[Excerpted text]
▬▬▬▬▬▬

Space Zombies is the first EP by YouTube comedian Jarrod Alonge, released under the moniker of his fictitious metalcore band Amidst the Grave's Demons on June 17, 2016. The album's title is a reference to the Zombie and Space EPs by The Devil Wears Prada.

Unlike Alonge's previous albums that focused primarily on satirizing musical tropes, Space Zombies directly parodies the bands The Devil Wears Prada, A Day to Remember, Architects, and For Today. In addition to the band parodies, the EP also features an acoustic version of the song "The Swimmer" from Beating a Dead Horse, with the original song being a parody of the band Memphis May Fire.

▬▬▬▬▬▬

[Data entries]
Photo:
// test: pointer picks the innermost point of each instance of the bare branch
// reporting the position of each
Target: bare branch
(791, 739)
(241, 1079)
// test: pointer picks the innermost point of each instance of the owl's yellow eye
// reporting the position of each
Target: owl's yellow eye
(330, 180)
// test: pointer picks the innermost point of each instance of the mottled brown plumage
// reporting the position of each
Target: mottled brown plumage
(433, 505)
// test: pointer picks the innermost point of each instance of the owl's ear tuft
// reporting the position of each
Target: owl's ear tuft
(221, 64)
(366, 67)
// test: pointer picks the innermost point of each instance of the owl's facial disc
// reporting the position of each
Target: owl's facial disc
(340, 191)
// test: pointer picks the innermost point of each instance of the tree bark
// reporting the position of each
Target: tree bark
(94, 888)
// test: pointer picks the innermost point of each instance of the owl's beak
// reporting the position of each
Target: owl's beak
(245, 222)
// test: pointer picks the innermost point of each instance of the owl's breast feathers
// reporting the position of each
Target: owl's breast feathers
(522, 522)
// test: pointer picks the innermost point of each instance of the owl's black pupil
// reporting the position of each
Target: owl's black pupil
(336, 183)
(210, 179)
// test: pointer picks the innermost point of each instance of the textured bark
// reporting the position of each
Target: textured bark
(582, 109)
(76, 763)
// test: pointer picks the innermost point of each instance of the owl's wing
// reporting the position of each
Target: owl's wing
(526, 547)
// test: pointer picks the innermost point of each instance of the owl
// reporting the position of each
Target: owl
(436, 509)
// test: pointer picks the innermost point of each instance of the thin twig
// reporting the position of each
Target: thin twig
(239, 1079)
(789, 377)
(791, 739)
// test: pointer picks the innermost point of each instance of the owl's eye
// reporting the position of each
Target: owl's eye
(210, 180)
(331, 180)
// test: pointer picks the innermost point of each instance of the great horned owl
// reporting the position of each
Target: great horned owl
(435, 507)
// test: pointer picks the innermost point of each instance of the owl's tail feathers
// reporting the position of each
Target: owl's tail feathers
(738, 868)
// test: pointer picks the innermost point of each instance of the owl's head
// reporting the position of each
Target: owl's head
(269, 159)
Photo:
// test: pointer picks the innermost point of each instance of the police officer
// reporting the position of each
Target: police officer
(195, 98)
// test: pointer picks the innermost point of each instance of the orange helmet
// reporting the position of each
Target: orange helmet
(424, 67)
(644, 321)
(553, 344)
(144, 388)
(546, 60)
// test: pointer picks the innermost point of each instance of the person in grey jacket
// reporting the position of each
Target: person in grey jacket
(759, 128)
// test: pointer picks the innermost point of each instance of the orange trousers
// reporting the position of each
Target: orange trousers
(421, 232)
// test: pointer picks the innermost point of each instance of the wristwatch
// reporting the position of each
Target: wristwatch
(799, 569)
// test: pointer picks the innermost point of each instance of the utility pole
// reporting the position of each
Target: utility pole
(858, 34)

▬▬▬▬▬▬

[Directions]
[1] Name every band that the Space Zombies EP passage says the EP directly parodies.
[2] Continue the passage on the Space Zombies EP from its last sentence.

[Answers given]
[1] The Devil Wears Prada, A Day to Remember, Architects, For Today

[2]
Track listing

Personnel
Amidst the Grave's Demons
 Michael "Mike" Martenson – vocals
 Jarrod Alonge – songwriting, guitar

Additional personnel
 Jake Cemer – acoustic guitar
 Joey Sturgis – mastering
 Dylan Werle – vocal editing
 Brittain Clay – vocal editing
 Varrick Jay, Ben Drake, James Dotzler, Sam Fassler – gang vocals on "Suck My 401K"
 Chris Linck – guest guitar solo on "Suck My 401K"
 Mattie Montgomery – additional vocals on "Misogyneric"
 Johnny Franck – production, guitar, programming, clean vocals on "I'm So Scene 2.0"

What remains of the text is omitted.